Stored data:
◆ ◆ ◆ ◆ ◆ ◆ ◆

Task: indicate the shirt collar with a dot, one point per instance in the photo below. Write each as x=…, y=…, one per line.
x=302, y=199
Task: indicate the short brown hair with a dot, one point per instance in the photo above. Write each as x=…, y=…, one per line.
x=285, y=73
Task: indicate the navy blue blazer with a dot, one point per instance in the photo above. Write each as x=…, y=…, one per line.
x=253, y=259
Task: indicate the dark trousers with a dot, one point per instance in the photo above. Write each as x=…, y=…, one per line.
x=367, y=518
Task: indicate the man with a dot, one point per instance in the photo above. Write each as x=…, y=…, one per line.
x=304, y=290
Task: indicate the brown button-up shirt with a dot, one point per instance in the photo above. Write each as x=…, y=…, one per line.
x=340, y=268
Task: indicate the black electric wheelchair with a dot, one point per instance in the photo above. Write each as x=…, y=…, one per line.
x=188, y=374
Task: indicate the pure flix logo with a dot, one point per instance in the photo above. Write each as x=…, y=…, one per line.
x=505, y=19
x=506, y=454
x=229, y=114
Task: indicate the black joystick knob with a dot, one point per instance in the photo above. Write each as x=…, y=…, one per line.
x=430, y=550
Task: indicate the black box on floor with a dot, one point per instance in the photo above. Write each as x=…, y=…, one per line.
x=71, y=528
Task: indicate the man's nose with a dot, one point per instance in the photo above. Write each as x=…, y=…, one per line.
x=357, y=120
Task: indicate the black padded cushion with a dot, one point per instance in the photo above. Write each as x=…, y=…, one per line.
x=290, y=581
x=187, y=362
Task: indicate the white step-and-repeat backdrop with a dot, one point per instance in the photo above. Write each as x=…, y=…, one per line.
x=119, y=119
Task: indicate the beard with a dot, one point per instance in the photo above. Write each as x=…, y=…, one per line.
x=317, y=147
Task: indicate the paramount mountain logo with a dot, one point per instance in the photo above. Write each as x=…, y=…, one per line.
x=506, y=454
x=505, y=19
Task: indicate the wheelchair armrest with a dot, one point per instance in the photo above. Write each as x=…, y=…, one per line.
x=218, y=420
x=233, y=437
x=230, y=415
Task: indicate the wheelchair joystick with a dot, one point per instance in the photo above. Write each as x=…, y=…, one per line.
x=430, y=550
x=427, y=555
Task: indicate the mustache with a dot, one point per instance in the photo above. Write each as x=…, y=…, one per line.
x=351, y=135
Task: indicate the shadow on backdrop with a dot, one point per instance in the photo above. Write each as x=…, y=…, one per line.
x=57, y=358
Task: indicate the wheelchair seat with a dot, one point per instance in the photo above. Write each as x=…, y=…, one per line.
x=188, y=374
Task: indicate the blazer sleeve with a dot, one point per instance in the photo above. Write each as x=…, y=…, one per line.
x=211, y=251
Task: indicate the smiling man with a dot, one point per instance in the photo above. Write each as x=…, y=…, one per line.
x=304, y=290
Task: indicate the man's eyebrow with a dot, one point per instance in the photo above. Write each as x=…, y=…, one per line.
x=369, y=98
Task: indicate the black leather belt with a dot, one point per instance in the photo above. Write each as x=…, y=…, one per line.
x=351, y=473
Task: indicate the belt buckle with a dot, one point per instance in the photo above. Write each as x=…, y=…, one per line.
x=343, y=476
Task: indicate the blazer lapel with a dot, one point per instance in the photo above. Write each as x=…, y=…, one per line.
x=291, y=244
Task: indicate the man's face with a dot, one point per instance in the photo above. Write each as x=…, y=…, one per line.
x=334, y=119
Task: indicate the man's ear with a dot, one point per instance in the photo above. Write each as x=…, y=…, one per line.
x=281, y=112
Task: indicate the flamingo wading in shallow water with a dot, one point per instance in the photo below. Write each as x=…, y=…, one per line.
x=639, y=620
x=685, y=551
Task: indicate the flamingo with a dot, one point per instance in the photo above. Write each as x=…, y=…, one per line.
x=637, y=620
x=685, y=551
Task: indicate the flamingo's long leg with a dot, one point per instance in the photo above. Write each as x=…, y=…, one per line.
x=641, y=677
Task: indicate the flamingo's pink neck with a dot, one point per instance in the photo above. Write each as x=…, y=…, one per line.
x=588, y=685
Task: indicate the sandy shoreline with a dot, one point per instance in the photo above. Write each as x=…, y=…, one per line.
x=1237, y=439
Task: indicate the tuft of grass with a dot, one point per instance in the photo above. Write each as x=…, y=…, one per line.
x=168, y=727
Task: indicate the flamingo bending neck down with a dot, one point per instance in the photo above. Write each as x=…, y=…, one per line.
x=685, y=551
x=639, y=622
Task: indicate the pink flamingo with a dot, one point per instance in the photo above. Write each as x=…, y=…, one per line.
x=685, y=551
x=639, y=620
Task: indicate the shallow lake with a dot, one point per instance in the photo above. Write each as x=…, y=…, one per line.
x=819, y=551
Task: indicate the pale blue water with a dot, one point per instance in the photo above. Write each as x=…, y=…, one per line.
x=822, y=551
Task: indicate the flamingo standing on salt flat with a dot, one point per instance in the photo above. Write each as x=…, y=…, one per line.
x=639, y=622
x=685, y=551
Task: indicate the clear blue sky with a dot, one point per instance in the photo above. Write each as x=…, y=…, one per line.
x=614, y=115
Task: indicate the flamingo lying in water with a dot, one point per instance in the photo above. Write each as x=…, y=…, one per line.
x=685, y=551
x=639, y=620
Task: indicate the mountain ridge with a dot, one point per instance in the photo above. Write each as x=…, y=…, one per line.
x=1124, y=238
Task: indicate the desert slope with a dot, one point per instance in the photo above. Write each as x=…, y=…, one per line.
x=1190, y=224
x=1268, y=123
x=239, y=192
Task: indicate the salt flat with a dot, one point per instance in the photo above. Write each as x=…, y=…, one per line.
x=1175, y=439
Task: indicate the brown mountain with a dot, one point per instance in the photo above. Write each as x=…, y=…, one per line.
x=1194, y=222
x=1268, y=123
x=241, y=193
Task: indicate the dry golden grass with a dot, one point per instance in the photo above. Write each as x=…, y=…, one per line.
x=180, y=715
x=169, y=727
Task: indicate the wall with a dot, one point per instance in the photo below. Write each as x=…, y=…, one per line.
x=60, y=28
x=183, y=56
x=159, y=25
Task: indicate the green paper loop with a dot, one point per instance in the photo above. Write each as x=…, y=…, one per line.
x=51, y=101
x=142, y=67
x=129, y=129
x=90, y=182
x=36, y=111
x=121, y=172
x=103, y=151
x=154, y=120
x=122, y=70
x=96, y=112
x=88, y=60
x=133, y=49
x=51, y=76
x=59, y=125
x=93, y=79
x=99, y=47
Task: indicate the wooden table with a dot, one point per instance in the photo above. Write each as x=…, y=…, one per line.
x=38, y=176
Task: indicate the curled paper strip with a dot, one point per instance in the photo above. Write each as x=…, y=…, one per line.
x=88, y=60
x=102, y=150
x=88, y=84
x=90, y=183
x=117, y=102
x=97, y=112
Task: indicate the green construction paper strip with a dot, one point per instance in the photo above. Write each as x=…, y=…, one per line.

◆ ◆ ◆ ◆ ◆ ◆ ◆

> Stated problem
Copy all of the stored data above word for word, keeping every line as it appears.

> Solved exercise
Task: indicate the shirt collar with a dot, one point per instance in the photo below. Write each as x=…, y=…, one per line.
x=302, y=199
Task: indicate the short brown hair with a dot, one point per instance in the photo above. Write each as x=…, y=…, one per line.
x=285, y=73
Task: indicate the navy blue blazer with a dot, one point per instance in the photo above. Write each as x=…, y=…, one per line.
x=253, y=259
Task: indicate the dark trousers with a dot, one point per instance in the photo above. Write each as x=…, y=…, one per line.
x=367, y=518
Task: indicate the man with a dot, one point per instance in the photo above. Write each as x=…, y=…, one per line.
x=304, y=290
Task: indicate the brown button-up shirt with a dot, one point per instance in the photo above. Write each as x=…, y=…, one per line.
x=340, y=268
Task: indicate the black electric wheelchair with a dot, one point per instance in the photo above. Write each as x=…, y=…, one per line.
x=188, y=374
Task: indicate the pure flix logo with a dot, one point per instance in the photo above. Write each as x=…, y=…, one per line.
x=505, y=19
x=506, y=454
x=229, y=114
Task: indicate the black joystick knob with a dot, one point per instance in the photo above. Write each as x=…, y=…, one per line.
x=430, y=550
Task: indicate the black box on floor with a dot, one point per instance in the photo above. Write each as x=…, y=…, one per line.
x=71, y=528
Task: indicate the man's nose with a dot, one point per instance in the photo above. Write each as x=…, y=…, one per line.
x=357, y=120
Task: indicate the black padded cushion with a dot, one point per instance in the photo above. Write each as x=…, y=…, one per line.
x=290, y=581
x=187, y=362
Task: indicate the white step-and-repeat backdrop with a dot, one point per instance in the photo above. Write each as x=…, y=…, one per line.
x=119, y=119
Task: indicate the beard with a dot, one point per instance in the photo above. Write each as x=…, y=…, one per line.
x=317, y=147
Task: indicate the paramount mountain logo with a dot, one point per instance in the photo above. Write each as x=…, y=…, one per line.
x=506, y=454
x=505, y=19
Task: indicate the wheelchair armrest with a dot, one point per instance in the photo above. Write each as x=…, y=…, one per line.
x=218, y=420
x=233, y=437
x=230, y=415
Task: indicate the wheelchair joystick with a dot, one point per instance in the photo above. Write each as x=…, y=…, one per line.
x=430, y=550
x=427, y=555
Task: indicate the mustache with a dot, one point per instance in the photo above. Write each as x=…, y=…, one per line.
x=351, y=135
Task: indicate the shadow on backdrop with a dot, one point per instance in the photo above. Write each as x=…, y=…, one per line.
x=57, y=358
Task: indicate the wheelchair seat with a dot, one point per instance in the photo above. Write each as x=…, y=…, one per line.
x=188, y=374
Task: indicate the blazer sleeve with a dot, one point per instance in the photo above. Write each as x=…, y=…, one per line.
x=211, y=251
Task: indicate the smiling man with a dot, one point per instance in the photo above. Write each as x=…, y=…, one per line.
x=304, y=290
Task: indicate the man's eyebrow with a dot, one point per instance in the photo above. Write each as x=…, y=…, one per line.
x=369, y=98
Task: indicate the black leather belt with a dot, one point per instance in the photo above. Write each as x=…, y=…, one per line.
x=351, y=473
Task: indicate the belt buckle with a dot, one point per instance in the photo above. Write each as x=…, y=…, one per line.
x=343, y=476
Task: indicate the blazer lapel with a dot, one point per instance in the photo above. Write each as x=…, y=…, one per line.
x=291, y=244
Task: indicate the man's face with a dot, one point per instance in the photo above. Write each as x=…, y=…, one per line.
x=334, y=119
Task: indicate the man's ear with a dot, one point per instance in the photo above. Write each as x=…, y=…, one per line.
x=281, y=112
Task: indicate the flamingo wading in shallow water with a dot, one point per instance in the photo below. Write each as x=…, y=…, one per line.
x=639, y=620
x=685, y=551
Task: indicate the flamingo with a dot, one point per instance in the photo above. Write each as x=…, y=…, one per line.
x=637, y=620
x=685, y=551
Task: indicate the flamingo's long leg with a dot, one point per instance in the photo above. Write each as x=…, y=…, one per line.
x=641, y=677
Task: indicate the flamingo's pink neck with a dot, one point per instance in the photo above. Write each as x=…, y=…, one per line.
x=588, y=685
Task: indicate the sandy shoreline with a dot, one point per instance in the photo above. Write each as x=…, y=…, one per line.
x=1237, y=439
Task: indicate the tuft of grass with a dot, one point per instance in the photo above. Write each as x=…, y=…, one per line.
x=168, y=727
Task: indicate the flamingo bending neck down with a dot, one point per instance in the photo above. Write each as x=…, y=…, one per line.
x=685, y=551
x=639, y=622
Task: indicate the pink flamingo with a dot, one point per instance in the photo above. Write each as x=…, y=…, one per line.
x=685, y=551
x=639, y=620
Task: indicate the shallow lake with a dot, one point per instance in the photo above. Write each as x=…, y=…, one per line.
x=819, y=551
Task: indicate the pale blue water with a dot, one point per instance in the photo above. Write each as x=…, y=…, one per line.
x=822, y=551
Task: indicate the flamingo standing on salt flat with a dot, one point per instance in the photo above. Write each as x=…, y=…, one per line.
x=639, y=622
x=685, y=551
Task: indicate the clear blue sky with a dot, one point per instance in the photo above. Write each as x=…, y=…, one per line.
x=614, y=115
Task: indicate the flamingo lying in water with a dot, one point per instance in the photo above. Write each as x=…, y=…, one per line.
x=685, y=551
x=639, y=620
Task: indicate the mountain ridge with a dot, one point per instance in the photo above. Write each as x=…, y=…, one per line.
x=1124, y=238
Task: indicate the desert slope with a dot, one point per instance in the photo above. Write each as x=…, y=…, one per line.
x=1190, y=224
x=1268, y=123
x=239, y=192
Task: indicate the salt flat with a dot, one point per instance in the photo above. Write each as x=…, y=…, one per line.
x=1175, y=439
Task: indicate the brown mountain with a dot, one point per instance in the photo above. Write each as x=…, y=…, one per line.
x=1194, y=222
x=1268, y=123
x=241, y=193
Task: indicate the dry golden grass with a dot, one point per instance in the photo above. Write each as x=…, y=…, one per line.
x=180, y=715
x=169, y=727
Task: indicate the wall with a dot, one point per instance in the photo below. Write each as x=…, y=…, one per line.
x=60, y=28
x=183, y=56
x=159, y=25
Task: indicate the green paper loop with a dot, one point per instance in the photo above. Write each as x=…, y=…, one per line.
x=51, y=101
x=142, y=67
x=129, y=129
x=90, y=182
x=36, y=111
x=121, y=172
x=103, y=151
x=154, y=120
x=122, y=70
x=96, y=112
x=88, y=60
x=133, y=49
x=51, y=76
x=59, y=125
x=93, y=79
x=99, y=47
Task: indicate the wooden table with a dot, one point per instance in the photo above. Write each as x=…, y=…, one per line.
x=38, y=176
Task: indicate the curled paper strip with a dot, one point per instance in the photo above. Write each as x=…, y=…, one per line.
x=88, y=60
x=102, y=150
x=88, y=84
x=90, y=183
x=117, y=102
x=97, y=112
Task: indicate the green construction paper strip with a dot, one point per instance in the photo above. Write each as x=…, y=…, one per line.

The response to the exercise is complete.